**WORK TO DO**. Return all lines of the items below verbatim and in their original order, omitting the pictures.

(Excerpts of bounding box data)
<<<<

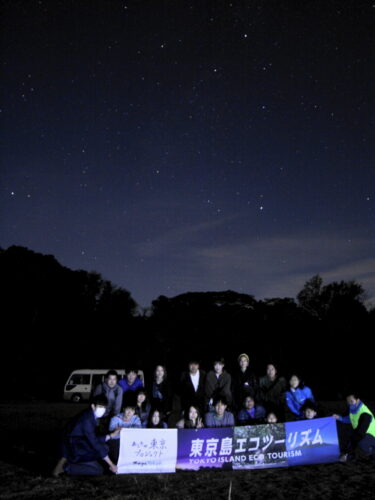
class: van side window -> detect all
[69,373,90,385]
[92,373,104,389]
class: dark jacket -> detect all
[180,370,206,411]
[62,408,108,463]
[94,382,123,417]
[150,380,172,415]
[204,411,234,427]
[259,375,287,408]
[205,370,232,405]
[237,405,266,425]
[135,401,151,427]
[232,367,259,408]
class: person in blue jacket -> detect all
[285,374,315,419]
[53,394,120,477]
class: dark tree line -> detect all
[0,246,375,397]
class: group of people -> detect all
[54,353,375,475]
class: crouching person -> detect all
[53,394,120,476]
[333,394,375,462]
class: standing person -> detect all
[205,358,232,409]
[237,396,266,425]
[333,393,375,462]
[259,363,287,416]
[151,365,172,415]
[53,394,119,477]
[285,374,315,420]
[266,411,277,424]
[301,399,319,420]
[180,359,206,411]
[116,367,143,408]
[135,389,151,427]
[176,406,204,429]
[232,353,258,408]
[147,409,168,429]
[94,370,123,417]
[204,396,234,427]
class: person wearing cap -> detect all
[52,394,120,477]
[332,392,375,462]
[204,396,234,427]
[94,370,123,417]
[205,358,233,410]
[180,359,206,412]
[301,399,319,420]
[232,353,258,409]
[258,363,287,419]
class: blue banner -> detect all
[285,417,340,465]
[118,417,340,473]
[177,427,233,470]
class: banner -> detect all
[285,417,340,465]
[118,417,340,474]
[177,427,233,470]
[117,429,177,474]
[233,418,340,469]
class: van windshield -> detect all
[68,373,90,385]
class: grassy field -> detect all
[0,402,375,500]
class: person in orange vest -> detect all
[332,393,375,462]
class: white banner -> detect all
[117,429,177,474]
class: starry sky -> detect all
[0,0,375,306]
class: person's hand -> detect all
[109,464,118,474]
[110,427,121,439]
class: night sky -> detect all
[0,0,375,306]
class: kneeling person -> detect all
[53,394,119,476]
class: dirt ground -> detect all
[0,402,375,500]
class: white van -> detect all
[64,368,126,403]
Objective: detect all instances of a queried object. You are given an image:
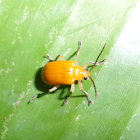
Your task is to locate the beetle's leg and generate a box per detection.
[75,41,82,66]
[55,55,65,61]
[49,85,60,92]
[64,84,75,105]
[46,54,53,61]
[83,59,106,69]
[78,80,93,104]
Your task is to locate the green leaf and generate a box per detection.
[0,0,140,140]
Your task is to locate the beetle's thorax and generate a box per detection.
[74,66,89,80]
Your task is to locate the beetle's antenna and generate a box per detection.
[89,76,97,100]
[89,43,106,72]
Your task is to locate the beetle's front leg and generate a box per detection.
[46,54,53,61]
[78,80,93,104]
[49,85,60,92]
[64,84,75,105]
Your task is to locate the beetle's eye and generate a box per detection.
[84,76,87,80]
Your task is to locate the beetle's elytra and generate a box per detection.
[30,42,106,104]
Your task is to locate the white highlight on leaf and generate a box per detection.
[59,36,65,45]
[11,86,15,95]
[15,6,29,25]
[27,80,32,86]
[1,114,13,139]
[63,48,71,56]
[11,40,15,44]
[76,115,81,121]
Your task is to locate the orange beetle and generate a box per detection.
[30,42,106,104]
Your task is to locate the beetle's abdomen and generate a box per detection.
[41,61,75,86]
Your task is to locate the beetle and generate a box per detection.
[30,41,106,105]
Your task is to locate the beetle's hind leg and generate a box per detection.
[64,84,75,105]
[49,85,60,92]
[55,55,65,61]
[75,41,82,66]
[78,80,93,104]
[83,58,106,69]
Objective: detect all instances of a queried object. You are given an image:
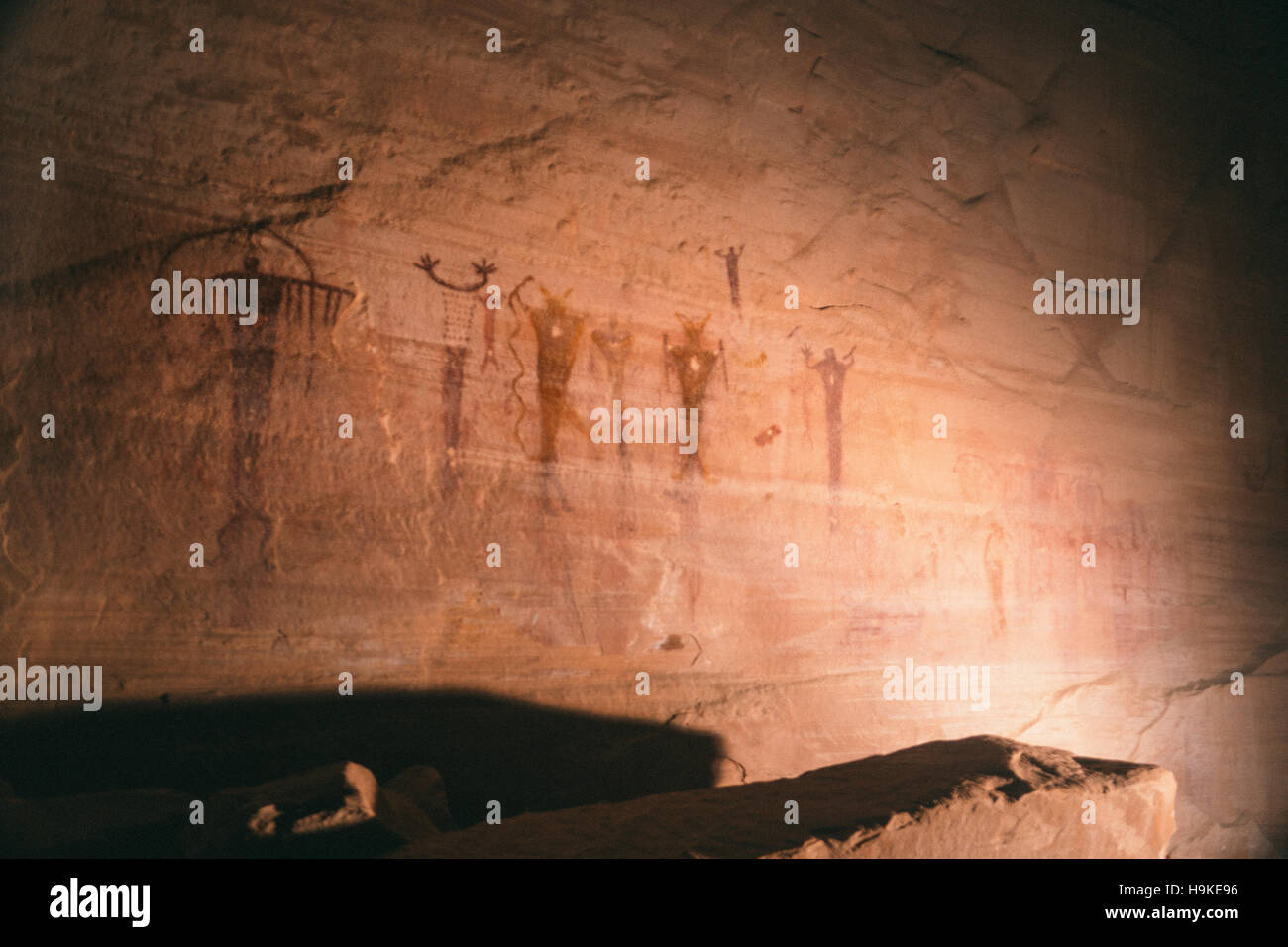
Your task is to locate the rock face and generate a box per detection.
[0,789,196,858]
[0,0,1288,856]
[399,737,1176,858]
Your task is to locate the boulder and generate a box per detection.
[193,762,391,856]
[376,767,456,841]
[398,736,1176,858]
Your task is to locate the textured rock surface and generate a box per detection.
[399,737,1176,858]
[0,0,1288,856]
[376,767,456,841]
[210,763,380,840]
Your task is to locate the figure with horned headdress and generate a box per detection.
[662,313,729,480]
[510,277,585,513]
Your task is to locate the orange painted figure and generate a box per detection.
[662,313,729,480]
[510,281,585,511]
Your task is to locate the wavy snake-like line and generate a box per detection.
[505,275,532,456]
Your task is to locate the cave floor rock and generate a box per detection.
[396,736,1176,858]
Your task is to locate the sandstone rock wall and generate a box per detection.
[0,0,1288,856]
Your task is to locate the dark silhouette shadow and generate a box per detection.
[0,691,721,827]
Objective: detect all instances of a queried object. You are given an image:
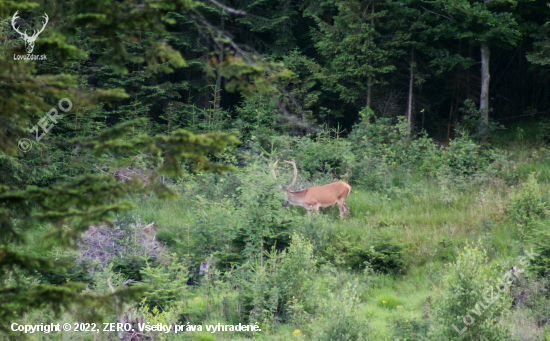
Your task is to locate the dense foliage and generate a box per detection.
[0,0,550,341]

>>>>

**OUTPUT FOR THIS EXERCISE**.
class: van side window -> detect all
[69,373,90,385]
[92,373,104,389]
class: dark jacket -> detect all
[180,370,206,411]
[62,408,108,463]
[94,382,123,417]
[150,380,172,415]
[204,411,234,427]
[259,375,287,408]
[205,370,232,405]
[237,405,266,425]
[135,401,151,427]
[232,367,259,408]
class: person in blue jacket -> detect all
[285,374,315,419]
[53,394,120,477]
class: dark tree line -> detect all
[0,246,375,397]
class: group of people -> detect all
[54,353,375,475]
class: crouching person -> detect all
[53,394,120,476]
[333,394,375,462]
class: standing person -> detect all
[205,358,232,409]
[237,396,266,425]
[333,393,375,462]
[259,363,287,416]
[151,365,172,415]
[53,394,119,477]
[285,374,315,420]
[266,411,277,424]
[301,399,319,420]
[180,359,206,411]
[116,367,143,408]
[135,389,151,427]
[176,406,204,429]
[232,353,258,408]
[147,409,168,429]
[94,370,123,417]
[204,396,234,427]
class: person wearing cap -> detect all
[52,394,120,477]
[332,392,375,462]
[204,396,234,427]
[94,370,123,417]
[205,358,233,410]
[180,359,206,412]
[301,399,319,420]
[232,353,258,409]
[258,363,287,419]
class: blue banner -> detect all
[285,417,340,465]
[118,417,340,473]
[177,427,233,470]
class: banner -> detect all
[285,417,340,465]
[118,417,340,474]
[177,427,233,470]
[117,429,177,474]
[233,418,340,469]
class: van windshield -> detect all
[68,373,90,385]
class: grassy field -> detect all
[0,402,375,500]
class: person in orange vest -> detect all
[332,393,375,462]
class: white banner -> detect all
[117,429,177,474]
class: starry sky -> detect all
[0,0,375,306]
class: person's hand -> detect all
[109,464,118,474]
[110,427,121,439]
class: night sky -> detect all
[0,0,375,306]
class: kneeling person -> detect all
[53,394,119,476]
class: dirt ground -> detect all
[0,402,375,500]
class: white van -> detect all
[64,368,126,403]
Objective: detect all instances of a queried object. You are given an image:
Your task is to locate the beetle's leg and generate a box per detection.
[75,41,82,66]
[55,55,65,61]
[49,85,60,92]
[64,84,75,105]
[46,54,53,61]
[83,59,106,69]
[78,80,93,104]
Your task is to locate the green leaf and generate a box per detection.
[0,0,140,140]
Your task is to locate the beetle's thorax and generate a box per detection.
[74,66,89,80]
Your task is to locate the beetle's antenna and generate a box per detection.
[89,76,97,100]
[89,43,106,72]
Your task is to locate the beetle's front leg and generate a box per detection.
[46,54,53,61]
[78,80,93,104]
[49,85,60,92]
[64,84,75,105]
Your task is to locate the beetle's eye and generate a box per detection.
[84,76,87,80]
Your task is to locate the beetle's elytra and generate a box per detection.
[30,42,106,104]
Your task is to locate the white highlight on leaf and generate a box per detection.
[59,36,65,45]
[11,86,15,95]
[15,6,29,25]
[27,80,32,86]
[1,114,13,139]
[63,48,71,56]
[11,40,15,44]
[76,115,81,121]
Your task is to locate the orange beetle and generate a box per detection.
[30,42,106,104]
Your task is to locate the beetle's abdomen and generate a box per detection.
[41,61,75,86]
Your task is to locate the beetle and generate a box per detection.
[30,41,106,105]
Your task is to locate the beetle's hind leg and generate a box per detection.
[64,84,75,105]
[49,85,60,92]
[55,55,65,61]
[75,41,82,66]
[78,80,93,104]
[83,58,106,69]
Objective: detect all instances of a queried object. You are given an image:
Your task is to locate the rock face and generate a box per detection.
[0,789,196,858]
[0,0,1288,856]
[399,737,1176,858]
Your task is to locate the boulder and generate a box per detection.
[193,762,391,856]
[376,767,456,841]
[398,736,1176,858]
Your task is to locate the textured rock surface and generate a box per detection.
[399,737,1176,858]
[0,0,1288,856]
[376,767,456,841]
[210,763,380,840]
Your task is to locate the figure with horned headdress and generate a box per detection.
[662,313,729,480]
[510,277,585,513]
Your task is to locate the orange painted figure and generate a box per detection.
[662,313,729,480]
[510,281,585,511]
Your task is to locate the wavy snake-like line and generate a box per detection.
[505,275,532,456]
Your task is to locate the cave floor rock and generate a box per detection.
[396,736,1176,858]
Your task is to locate the sandstone rock wall and generate a box per detection.
[0,0,1288,856]
Your task is to locate the dark silhouette shadow and generate a box per detection.
[0,691,721,827]
Objective: detect all instances of a queried object. You are given an image:
Your task is to locate the dense foliage and generate a box per detection.
[0,0,550,341]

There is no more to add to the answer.